• **Excerpted records**:

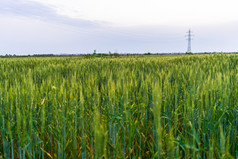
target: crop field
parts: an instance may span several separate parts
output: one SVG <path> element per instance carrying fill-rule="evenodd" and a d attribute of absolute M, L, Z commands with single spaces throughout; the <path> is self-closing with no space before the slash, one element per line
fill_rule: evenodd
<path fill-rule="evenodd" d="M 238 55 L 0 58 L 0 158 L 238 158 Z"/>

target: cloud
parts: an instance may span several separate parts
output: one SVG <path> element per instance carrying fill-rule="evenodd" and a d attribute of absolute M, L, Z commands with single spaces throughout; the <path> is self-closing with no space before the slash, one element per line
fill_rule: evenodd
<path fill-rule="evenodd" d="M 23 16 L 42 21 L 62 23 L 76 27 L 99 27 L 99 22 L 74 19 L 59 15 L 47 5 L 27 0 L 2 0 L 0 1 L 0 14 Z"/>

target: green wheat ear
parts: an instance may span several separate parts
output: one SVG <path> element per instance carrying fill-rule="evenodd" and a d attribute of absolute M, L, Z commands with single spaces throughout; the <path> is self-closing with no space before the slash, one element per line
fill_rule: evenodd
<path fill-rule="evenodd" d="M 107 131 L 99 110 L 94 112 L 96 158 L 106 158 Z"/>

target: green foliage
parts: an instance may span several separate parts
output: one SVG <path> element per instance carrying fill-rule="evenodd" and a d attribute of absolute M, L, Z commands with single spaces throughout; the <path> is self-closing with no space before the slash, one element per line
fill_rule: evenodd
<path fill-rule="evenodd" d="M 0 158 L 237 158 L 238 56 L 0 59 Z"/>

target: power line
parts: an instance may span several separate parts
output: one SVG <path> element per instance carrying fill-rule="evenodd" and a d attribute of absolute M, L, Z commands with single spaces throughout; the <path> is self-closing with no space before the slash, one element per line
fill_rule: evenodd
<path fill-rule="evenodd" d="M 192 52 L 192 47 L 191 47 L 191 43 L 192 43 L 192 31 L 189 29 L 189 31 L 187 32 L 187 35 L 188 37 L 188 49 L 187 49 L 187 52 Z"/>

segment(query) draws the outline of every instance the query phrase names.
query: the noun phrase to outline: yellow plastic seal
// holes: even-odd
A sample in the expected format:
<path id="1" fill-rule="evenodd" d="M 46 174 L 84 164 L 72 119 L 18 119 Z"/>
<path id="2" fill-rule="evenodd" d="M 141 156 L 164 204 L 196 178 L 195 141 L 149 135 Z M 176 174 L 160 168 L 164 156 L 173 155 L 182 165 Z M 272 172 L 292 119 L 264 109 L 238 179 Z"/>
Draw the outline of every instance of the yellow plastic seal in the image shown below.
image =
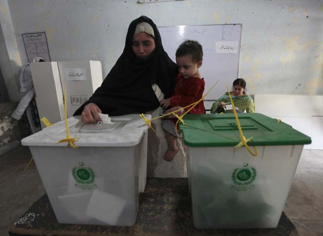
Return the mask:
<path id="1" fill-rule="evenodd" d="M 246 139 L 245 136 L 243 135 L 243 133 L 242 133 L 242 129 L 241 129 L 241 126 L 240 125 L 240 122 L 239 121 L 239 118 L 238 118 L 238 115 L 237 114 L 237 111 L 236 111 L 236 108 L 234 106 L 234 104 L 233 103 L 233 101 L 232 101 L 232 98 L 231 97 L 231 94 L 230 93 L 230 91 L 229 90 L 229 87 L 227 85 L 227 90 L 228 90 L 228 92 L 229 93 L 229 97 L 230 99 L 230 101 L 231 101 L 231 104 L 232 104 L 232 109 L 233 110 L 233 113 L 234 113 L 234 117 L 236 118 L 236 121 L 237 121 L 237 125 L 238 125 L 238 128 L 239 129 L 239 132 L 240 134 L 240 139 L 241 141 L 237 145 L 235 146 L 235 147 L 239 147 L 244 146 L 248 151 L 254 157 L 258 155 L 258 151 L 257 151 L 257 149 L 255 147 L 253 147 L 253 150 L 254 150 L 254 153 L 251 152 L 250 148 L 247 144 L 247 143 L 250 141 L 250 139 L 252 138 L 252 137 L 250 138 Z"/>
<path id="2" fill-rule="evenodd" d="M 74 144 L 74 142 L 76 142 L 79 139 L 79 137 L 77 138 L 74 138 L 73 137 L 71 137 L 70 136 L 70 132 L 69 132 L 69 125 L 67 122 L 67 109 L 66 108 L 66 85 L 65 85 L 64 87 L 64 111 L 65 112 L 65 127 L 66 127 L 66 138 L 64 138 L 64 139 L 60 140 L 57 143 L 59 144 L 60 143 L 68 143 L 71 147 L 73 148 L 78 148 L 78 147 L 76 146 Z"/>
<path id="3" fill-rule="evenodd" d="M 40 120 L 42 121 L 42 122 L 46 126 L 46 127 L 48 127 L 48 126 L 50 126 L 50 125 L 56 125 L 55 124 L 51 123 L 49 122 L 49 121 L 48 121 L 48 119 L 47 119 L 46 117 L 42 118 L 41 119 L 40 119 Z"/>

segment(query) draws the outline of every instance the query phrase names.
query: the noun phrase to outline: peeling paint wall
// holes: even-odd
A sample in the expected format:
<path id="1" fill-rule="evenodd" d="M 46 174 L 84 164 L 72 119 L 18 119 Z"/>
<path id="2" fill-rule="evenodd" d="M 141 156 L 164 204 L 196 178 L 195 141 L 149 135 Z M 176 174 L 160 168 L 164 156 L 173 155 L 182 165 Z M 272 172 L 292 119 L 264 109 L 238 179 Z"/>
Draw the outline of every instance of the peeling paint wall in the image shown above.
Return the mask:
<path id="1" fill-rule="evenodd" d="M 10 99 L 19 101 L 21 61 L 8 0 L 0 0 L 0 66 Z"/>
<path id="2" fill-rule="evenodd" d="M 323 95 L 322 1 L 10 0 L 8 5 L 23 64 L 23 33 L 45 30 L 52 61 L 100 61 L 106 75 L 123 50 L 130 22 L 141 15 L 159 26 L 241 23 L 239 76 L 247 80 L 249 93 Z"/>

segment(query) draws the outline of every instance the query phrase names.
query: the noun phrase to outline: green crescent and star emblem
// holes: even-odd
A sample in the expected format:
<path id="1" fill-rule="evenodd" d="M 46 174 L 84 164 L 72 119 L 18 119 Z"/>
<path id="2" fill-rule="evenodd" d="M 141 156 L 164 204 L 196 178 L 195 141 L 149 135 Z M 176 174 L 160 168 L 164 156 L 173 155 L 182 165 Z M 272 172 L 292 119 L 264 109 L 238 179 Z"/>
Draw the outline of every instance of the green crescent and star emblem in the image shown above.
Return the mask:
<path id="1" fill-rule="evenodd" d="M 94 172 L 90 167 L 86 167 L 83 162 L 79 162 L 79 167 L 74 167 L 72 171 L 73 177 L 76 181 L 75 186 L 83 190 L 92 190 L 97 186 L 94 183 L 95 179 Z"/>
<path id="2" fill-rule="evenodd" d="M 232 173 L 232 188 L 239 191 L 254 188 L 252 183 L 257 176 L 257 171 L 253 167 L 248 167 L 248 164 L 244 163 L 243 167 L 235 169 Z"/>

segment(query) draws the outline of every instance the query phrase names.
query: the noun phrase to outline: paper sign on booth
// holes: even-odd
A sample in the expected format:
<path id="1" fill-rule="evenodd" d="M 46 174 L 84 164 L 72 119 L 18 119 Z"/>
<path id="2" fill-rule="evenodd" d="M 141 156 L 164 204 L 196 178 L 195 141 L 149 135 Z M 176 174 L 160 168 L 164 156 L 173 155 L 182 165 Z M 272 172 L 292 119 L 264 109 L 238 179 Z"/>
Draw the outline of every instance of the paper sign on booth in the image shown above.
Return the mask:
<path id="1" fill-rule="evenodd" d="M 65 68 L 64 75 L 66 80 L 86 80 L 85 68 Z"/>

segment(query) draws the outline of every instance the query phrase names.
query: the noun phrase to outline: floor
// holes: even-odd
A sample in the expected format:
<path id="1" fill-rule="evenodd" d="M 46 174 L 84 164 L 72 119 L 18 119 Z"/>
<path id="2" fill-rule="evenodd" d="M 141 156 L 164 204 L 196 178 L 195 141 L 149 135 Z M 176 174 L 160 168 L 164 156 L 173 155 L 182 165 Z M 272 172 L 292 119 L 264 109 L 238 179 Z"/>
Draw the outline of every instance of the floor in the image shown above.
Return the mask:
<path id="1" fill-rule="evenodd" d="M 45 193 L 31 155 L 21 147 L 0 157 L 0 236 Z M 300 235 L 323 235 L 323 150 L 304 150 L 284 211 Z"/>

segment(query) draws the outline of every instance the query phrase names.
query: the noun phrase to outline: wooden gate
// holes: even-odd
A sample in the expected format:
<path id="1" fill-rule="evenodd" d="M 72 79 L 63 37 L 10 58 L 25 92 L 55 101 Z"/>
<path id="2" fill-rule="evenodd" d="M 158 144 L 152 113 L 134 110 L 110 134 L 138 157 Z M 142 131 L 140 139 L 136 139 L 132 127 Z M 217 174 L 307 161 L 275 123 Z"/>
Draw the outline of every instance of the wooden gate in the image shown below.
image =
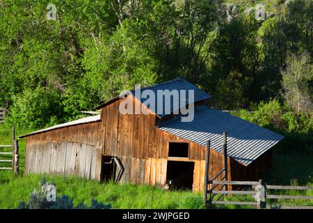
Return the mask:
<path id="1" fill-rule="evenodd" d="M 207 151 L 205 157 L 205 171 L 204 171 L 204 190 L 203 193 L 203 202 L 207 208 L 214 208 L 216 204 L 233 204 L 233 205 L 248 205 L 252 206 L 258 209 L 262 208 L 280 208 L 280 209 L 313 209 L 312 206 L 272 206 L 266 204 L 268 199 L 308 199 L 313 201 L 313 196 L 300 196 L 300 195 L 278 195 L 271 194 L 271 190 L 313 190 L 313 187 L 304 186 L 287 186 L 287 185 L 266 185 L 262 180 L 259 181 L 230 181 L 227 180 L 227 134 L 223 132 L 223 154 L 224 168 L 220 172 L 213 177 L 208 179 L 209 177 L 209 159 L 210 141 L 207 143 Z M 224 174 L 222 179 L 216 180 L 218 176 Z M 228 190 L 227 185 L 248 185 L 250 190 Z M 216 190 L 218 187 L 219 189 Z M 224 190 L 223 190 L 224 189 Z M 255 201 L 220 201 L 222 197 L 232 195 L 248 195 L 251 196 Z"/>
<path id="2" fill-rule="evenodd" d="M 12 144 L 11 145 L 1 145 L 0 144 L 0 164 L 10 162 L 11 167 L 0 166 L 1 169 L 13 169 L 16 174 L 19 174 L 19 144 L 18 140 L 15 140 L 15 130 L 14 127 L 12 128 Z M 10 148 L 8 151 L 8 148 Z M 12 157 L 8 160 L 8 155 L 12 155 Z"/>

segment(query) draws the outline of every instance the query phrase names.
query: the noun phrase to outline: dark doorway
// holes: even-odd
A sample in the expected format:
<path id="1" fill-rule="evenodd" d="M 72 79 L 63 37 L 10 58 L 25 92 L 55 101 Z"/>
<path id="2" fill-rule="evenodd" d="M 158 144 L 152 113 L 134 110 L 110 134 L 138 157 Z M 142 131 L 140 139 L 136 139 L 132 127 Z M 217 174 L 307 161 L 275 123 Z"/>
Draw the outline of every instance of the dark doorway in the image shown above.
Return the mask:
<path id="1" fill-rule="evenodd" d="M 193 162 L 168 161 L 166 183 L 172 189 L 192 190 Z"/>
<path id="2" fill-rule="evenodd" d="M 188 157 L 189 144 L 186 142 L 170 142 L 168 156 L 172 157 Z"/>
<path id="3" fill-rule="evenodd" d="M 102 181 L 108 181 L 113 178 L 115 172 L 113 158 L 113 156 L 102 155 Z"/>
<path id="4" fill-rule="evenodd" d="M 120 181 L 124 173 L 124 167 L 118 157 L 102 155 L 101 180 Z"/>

==

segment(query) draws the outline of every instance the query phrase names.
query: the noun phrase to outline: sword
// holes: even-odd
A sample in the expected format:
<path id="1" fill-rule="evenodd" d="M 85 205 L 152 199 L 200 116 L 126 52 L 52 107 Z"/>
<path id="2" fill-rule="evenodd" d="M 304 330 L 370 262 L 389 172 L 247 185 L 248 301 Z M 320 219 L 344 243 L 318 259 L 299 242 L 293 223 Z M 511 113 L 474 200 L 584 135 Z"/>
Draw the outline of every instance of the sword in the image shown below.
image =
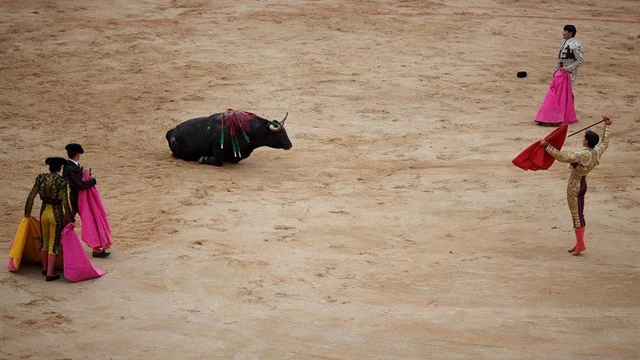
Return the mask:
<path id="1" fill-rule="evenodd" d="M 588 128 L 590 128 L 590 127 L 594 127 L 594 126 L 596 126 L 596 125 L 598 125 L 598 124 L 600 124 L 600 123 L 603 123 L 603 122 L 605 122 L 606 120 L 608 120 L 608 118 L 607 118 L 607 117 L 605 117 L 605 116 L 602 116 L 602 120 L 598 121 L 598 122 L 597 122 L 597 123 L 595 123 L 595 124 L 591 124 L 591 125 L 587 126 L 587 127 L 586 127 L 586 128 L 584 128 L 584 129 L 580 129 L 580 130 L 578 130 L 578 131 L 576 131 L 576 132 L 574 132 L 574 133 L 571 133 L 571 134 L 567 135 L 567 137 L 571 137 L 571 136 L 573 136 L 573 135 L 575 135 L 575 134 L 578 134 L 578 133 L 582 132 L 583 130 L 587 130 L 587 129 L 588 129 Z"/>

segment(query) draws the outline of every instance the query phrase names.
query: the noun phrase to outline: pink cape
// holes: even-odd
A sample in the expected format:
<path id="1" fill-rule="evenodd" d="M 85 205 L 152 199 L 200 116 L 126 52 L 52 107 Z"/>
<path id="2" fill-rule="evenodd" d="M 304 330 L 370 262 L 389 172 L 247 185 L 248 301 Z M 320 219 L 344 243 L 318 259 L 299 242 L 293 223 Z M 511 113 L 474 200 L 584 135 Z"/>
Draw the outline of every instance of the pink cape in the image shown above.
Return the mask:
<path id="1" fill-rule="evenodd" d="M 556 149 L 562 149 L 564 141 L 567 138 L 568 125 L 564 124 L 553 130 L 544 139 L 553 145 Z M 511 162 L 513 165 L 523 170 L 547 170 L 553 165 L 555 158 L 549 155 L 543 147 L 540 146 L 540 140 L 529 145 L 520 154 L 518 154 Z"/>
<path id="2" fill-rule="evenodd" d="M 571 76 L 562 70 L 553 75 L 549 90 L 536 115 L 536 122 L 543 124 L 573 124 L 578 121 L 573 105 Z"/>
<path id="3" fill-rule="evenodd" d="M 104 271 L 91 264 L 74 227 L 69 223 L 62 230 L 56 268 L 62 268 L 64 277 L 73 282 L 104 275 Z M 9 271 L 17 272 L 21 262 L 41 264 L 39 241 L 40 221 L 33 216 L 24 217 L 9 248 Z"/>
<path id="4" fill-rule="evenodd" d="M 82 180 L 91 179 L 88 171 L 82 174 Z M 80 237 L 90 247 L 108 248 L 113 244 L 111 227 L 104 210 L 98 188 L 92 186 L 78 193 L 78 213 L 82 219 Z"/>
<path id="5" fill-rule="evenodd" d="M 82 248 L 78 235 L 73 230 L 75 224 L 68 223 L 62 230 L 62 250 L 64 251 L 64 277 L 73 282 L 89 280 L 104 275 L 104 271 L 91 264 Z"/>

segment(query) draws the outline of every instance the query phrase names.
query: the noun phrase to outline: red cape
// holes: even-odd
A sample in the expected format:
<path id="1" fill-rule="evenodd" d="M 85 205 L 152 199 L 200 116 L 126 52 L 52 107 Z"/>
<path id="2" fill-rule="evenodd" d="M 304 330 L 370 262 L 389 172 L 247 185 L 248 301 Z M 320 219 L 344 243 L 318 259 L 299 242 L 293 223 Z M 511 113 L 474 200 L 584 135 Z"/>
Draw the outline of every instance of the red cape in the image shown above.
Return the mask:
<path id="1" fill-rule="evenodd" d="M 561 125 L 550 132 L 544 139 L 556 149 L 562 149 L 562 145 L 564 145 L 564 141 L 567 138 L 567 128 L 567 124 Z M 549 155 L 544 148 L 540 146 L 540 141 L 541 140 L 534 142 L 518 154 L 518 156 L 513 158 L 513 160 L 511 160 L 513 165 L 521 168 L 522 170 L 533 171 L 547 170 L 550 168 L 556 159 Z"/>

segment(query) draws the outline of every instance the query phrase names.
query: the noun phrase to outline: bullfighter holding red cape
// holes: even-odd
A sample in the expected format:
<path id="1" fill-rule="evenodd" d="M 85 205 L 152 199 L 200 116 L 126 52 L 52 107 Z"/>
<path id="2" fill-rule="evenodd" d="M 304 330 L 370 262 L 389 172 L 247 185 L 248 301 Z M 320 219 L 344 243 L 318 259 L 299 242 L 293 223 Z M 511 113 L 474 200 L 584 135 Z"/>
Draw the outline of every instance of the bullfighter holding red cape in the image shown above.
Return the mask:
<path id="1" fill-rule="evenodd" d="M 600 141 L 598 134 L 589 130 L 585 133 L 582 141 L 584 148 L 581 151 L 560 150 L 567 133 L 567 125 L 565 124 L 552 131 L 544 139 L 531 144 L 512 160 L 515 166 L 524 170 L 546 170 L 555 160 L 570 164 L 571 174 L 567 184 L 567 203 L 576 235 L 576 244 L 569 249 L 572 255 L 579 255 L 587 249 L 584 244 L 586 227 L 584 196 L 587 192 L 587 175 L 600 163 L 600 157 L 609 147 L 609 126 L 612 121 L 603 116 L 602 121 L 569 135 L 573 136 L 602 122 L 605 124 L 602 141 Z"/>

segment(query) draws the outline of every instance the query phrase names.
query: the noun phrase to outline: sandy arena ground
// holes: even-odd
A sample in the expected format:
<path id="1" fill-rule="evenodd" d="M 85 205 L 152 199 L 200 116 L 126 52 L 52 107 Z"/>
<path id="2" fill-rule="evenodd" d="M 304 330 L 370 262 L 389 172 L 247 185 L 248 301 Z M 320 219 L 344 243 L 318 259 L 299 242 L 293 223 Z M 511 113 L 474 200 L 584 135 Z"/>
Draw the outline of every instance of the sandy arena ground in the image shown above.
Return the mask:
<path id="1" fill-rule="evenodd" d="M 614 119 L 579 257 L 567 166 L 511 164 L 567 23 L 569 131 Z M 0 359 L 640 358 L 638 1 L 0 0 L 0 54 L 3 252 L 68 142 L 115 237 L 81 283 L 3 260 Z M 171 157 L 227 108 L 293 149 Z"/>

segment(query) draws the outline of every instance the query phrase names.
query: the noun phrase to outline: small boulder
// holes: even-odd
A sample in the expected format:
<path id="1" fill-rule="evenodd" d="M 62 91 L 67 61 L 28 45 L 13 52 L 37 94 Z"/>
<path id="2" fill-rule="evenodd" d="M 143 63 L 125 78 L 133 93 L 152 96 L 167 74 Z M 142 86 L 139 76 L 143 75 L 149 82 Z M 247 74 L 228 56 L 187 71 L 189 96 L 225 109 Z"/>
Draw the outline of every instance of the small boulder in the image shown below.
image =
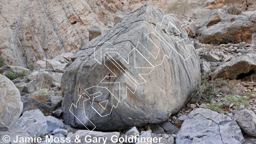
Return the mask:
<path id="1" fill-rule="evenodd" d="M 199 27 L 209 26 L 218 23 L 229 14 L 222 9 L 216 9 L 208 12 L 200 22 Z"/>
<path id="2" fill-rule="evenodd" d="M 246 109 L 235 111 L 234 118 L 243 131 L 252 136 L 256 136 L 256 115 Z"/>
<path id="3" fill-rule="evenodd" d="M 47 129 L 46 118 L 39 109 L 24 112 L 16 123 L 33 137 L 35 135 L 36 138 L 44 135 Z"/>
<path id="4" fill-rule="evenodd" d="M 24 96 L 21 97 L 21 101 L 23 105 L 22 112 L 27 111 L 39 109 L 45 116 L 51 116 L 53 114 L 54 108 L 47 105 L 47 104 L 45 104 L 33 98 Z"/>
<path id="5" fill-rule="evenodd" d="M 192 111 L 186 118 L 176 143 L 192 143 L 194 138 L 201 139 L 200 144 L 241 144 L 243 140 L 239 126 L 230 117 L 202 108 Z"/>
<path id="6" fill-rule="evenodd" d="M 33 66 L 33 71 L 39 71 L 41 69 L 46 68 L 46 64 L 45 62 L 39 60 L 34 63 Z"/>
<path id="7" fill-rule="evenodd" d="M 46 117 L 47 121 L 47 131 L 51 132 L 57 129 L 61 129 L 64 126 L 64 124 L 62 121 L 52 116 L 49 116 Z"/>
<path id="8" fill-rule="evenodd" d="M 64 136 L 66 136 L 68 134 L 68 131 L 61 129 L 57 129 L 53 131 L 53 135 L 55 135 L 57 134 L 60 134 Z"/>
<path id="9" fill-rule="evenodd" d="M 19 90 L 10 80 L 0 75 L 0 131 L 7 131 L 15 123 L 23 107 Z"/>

• **What you should do**: Pull out every line of the rows above that contains the word "plastic", treating uppercase and lowercase as different.

• **Result for this task**:
query: the noun phrase to outline: yellow plastic seal
Draw the outline of every instance of the yellow plastic seal in the image shown below.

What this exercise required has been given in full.